═══ Text section ═══

# DMI API Tutorial

This tutorial gives an introduction on how to use the Danish Meteorological Institute's (DMI) API to download historical weather data. The API documentation can be found [here](https://confluence.govcloud.dk/display/FDAPI).

The tutorial uses the Python programming language and is in the format of a Jupyter Notebook. The notebook can be downloaded and run locally, allowing new users to download data immediately. 

## Part 1: Retrieving data
Part 1 of this tutorial will show how to request data and convert it to a table format. Part 2 will deal with how to request specific data and more advanced data handling.


In [2]:
# Import necessary libraries
import requests # library for making HTTP requests
import pandas as pd # library for data analysis
# following command allows figures to be shown inline
%matplotlib inline

In order to access the API it is necessary to create a user and obtain an api-key. This key grants permission to retrieve data and allows DMI to generate usage statistics.

A guide to creating a user profile and getting an api-key can be found [here](https://confluence.govcloud.dk/pages/viewpage.action?pageId=26476690).



In [3]:
api_key = 'd3182f8b-381a-4e7c-968d-7b12759ce5c3' # insert your own key between the '' signs

An easy test to see if your api-key works is to paste the api url followed by a question mark and then your api-key into your browser, e.g.: https://dmigw.govcloud.dk/metObs/v1/observation?api-key=111111xx-1x11-11xx-1111-1x1111111xx1 (in the example, a API key is used that won't work for you).

This should return a page of data in the browser window.
<br><br>

In the following code block, data is retrieved using the *requests.get* function. Further information on REST APIs and HTTP request methods can be found [here](https://restfulapi.net/http-methods/).


In [10]:
url = 'https://dmigw.govcloud.dk/v2/metObs/collections/observation/items?stationId=06074' # url for the current api version
r = requests.get(url, params={'api-key': api_key}) # Issues a HTTP GET request
print(r, r.url)

═══ Available records ═══

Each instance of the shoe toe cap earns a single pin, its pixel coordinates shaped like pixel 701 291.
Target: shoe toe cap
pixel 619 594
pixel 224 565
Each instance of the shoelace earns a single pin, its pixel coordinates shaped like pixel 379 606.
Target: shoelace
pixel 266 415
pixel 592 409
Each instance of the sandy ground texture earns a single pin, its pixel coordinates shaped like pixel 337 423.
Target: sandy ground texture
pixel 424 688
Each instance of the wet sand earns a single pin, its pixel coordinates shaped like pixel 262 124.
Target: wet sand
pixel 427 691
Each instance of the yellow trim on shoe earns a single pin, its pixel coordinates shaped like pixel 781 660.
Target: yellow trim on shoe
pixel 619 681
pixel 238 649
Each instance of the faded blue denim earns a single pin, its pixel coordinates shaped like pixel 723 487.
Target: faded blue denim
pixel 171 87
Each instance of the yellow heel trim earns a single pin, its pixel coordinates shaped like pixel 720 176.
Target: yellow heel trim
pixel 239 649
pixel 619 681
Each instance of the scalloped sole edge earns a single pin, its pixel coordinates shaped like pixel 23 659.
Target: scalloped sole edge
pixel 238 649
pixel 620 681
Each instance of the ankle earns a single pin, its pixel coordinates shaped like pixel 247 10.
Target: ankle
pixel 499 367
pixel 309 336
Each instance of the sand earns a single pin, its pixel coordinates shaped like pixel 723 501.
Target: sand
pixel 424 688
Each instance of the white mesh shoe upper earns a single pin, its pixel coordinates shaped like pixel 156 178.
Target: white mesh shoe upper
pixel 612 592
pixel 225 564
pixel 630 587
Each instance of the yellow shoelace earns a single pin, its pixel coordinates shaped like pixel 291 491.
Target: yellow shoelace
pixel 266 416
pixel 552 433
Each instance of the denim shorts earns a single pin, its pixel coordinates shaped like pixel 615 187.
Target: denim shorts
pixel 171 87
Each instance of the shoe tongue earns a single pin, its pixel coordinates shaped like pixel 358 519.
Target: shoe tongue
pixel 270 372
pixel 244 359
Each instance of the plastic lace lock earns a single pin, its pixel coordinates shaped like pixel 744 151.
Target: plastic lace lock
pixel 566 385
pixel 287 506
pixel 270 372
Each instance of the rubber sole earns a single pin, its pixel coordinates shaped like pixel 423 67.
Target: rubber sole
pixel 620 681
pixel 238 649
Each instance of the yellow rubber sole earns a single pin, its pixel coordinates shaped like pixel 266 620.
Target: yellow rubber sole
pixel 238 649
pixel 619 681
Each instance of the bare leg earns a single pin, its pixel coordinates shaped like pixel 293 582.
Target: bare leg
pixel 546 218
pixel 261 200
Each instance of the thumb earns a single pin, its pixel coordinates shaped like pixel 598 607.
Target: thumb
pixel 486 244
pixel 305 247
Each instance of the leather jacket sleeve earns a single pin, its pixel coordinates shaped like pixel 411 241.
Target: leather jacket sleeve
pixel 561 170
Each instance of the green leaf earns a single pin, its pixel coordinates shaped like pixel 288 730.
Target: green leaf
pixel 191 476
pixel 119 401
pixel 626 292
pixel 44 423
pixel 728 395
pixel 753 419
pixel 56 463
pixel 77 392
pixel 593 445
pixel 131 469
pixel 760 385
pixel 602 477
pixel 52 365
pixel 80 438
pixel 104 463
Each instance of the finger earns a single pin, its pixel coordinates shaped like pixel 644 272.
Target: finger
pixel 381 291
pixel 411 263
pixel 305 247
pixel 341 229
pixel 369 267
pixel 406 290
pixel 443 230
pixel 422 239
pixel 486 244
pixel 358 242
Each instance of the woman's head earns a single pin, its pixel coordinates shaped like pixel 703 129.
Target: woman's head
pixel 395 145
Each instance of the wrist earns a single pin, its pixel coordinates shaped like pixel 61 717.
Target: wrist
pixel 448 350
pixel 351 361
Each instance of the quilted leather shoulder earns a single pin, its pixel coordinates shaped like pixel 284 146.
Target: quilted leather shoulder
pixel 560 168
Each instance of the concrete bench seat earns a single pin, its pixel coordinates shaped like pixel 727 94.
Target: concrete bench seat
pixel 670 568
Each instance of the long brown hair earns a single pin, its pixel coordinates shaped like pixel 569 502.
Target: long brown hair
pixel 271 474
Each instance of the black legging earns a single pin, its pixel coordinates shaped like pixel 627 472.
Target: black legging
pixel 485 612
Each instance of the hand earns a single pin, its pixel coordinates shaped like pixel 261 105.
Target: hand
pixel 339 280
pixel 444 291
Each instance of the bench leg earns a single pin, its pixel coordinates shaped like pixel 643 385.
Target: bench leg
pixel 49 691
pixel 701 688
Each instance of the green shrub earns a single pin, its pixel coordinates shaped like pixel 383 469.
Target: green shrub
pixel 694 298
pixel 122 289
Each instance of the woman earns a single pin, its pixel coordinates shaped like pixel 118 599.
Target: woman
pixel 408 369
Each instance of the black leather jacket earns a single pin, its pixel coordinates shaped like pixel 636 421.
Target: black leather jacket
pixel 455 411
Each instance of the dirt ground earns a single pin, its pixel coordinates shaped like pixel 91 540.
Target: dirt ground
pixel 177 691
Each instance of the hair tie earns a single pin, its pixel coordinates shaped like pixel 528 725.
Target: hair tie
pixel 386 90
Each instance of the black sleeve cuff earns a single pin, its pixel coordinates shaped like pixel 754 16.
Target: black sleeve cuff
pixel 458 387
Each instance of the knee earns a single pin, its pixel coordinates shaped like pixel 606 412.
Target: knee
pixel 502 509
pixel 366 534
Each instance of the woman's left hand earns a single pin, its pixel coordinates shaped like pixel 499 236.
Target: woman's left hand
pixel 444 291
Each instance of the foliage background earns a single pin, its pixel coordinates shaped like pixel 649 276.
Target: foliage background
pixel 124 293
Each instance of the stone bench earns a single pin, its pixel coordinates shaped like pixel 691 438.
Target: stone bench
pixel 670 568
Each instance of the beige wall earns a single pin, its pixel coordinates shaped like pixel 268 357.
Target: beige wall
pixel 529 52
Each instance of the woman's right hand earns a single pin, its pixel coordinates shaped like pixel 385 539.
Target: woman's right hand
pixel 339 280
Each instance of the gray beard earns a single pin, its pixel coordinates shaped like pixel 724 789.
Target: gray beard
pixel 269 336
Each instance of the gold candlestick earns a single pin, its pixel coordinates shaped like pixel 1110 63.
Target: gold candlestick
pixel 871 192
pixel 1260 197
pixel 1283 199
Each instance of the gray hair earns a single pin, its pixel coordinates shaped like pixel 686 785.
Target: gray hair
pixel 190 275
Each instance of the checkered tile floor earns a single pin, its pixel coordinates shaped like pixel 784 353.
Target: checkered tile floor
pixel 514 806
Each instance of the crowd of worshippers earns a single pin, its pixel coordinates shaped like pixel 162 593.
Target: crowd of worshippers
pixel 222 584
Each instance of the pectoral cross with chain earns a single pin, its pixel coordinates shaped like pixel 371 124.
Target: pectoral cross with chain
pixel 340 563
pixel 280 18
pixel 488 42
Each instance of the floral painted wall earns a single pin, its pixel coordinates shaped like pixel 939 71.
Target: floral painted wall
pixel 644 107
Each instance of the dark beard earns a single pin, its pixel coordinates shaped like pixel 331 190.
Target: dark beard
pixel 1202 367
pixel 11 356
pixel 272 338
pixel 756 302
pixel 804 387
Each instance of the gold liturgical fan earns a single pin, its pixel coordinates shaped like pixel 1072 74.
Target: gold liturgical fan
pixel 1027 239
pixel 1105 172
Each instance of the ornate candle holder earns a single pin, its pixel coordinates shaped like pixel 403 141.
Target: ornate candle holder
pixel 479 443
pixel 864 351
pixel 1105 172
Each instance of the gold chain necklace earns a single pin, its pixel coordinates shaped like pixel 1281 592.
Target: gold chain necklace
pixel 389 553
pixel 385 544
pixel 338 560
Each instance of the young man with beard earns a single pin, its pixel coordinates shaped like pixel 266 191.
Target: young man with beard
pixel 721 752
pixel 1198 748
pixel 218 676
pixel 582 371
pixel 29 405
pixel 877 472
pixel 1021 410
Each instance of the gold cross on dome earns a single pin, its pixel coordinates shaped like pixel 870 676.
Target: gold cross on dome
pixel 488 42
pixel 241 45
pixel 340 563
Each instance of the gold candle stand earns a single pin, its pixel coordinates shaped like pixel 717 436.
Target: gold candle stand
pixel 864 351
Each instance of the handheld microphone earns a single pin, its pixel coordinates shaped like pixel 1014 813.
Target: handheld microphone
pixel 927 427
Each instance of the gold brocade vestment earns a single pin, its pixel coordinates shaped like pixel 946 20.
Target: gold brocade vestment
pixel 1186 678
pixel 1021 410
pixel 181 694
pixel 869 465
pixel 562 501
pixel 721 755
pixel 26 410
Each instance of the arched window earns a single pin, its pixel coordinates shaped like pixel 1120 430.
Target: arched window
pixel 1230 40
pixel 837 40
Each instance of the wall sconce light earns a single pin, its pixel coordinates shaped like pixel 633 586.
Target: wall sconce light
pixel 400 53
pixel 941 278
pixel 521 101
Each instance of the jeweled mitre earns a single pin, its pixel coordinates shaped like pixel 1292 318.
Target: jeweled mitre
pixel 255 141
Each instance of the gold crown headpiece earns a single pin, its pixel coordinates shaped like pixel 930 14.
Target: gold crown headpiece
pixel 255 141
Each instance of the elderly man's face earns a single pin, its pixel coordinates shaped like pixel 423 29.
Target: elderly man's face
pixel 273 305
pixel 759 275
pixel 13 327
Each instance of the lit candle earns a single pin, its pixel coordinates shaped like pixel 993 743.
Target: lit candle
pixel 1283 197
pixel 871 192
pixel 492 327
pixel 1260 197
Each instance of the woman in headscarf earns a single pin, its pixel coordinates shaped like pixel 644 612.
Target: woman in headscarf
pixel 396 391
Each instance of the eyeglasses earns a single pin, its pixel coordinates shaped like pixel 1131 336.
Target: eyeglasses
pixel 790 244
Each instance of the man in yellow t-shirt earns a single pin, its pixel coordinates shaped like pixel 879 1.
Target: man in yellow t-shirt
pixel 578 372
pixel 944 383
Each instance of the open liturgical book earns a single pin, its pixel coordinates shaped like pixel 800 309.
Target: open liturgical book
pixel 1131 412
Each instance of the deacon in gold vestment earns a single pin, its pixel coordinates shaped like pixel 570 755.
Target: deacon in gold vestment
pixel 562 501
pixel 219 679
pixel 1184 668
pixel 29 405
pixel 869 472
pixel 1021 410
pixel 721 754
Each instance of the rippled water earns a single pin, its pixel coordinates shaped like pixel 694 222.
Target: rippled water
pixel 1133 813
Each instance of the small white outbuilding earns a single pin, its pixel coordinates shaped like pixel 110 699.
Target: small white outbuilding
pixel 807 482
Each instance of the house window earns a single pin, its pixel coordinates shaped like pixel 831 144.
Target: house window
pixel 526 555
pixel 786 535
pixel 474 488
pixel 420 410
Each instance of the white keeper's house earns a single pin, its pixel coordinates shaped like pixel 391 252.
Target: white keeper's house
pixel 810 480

═══

▶ **Tasks and exercises**
1. Copy the dataset entries verbatim, everything from the line containing "Each instance of the woman's head" down to the line containing "pixel 458 387", including both of those lines.
2. Extend the DMI API tutorial past its final line.

▶ **Final results**
1.
Each instance of the woman's head earns a single pin, its pixel coordinates shaped like pixel 703 129.
Target: woman's head
pixel 395 145
Each instance of the wrist earns a single pin, its pixel coordinates shaped like pixel 61 717.
Target: wrist
pixel 448 350
pixel 351 361
Each instance of the quilted leather shoulder earns a single pin, its pixel coordinates shaped like pixel 284 146.
Target: quilted leather shoulder
pixel 560 168
Each instance of the concrete bench seat earns a single pin, its pixel coordinates shaped like pixel 727 94.
Target: concrete bench seat
pixel 670 568
Each instance of the long brown hair earns a single pin, its pixel coordinates shaped like pixel 569 502.
Target: long brown hair
pixel 271 474
Each instance of the black legging earns a single pin, its pixel coordinates shaped like pixel 627 472.
Target: black legging
pixel 485 612
Each instance of the hand earns a single pin, its pixel coordinates shaped like pixel 261 105.
Target: hand
pixel 339 280
pixel 444 291
Each instance of the bench leg earns a single pin, its pixel coordinates shaped like pixel 643 385.
Target: bench leg
pixel 49 691
pixel 701 688
Each instance of the green shrub earns a single pin, its pixel coordinates shaped like pixel 383 469.
Target: green shrub
pixel 694 298
pixel 122 289
Each instance of the woman earns a single pin, its pixel coordinates shaped like pixel 118 599.
Target: woman
pixel 408 369
Each instance of the black leather jacket earns a single pin, its pixel coordinates shaped like pixel 636 421.
Target: black leather jacket
pixel 455 411
Each instance of the dirt ground earns a single pin, its pixel coordinates shaped like pixel 91 540.
Target: dirt ground
pixel 177 691
Each instance of the hair tie earns a single pin, its pixel coordinates shaped like pixel 528 725.
Target: hair tie
pixel 386 90
Each instance of the black sleeve cuff earns a single pin, its pixel coordinates shaped like pixel 754 16.
Target: black sleeve cuff
pixel 458 387

2.
<Response [200]> https://dmigw.govcloud.dk/v2/metObs/collections/observation/items?stationId=06074&api-key=d3182f8b-381a-4e7c-968d-7b12759ce5c3


The [response status code](https://en.wikipedia.org/wiki/List_of_HTTP_status_codes) indicates whether the request was successful or not. A 200 code means that the retrieval was successful. 
<br/><br/>




Next, we extract the JSON file from the returned request object. [JSON](https://restfulapi.net/introduction-to-json/) is a human-readable format for data exchange.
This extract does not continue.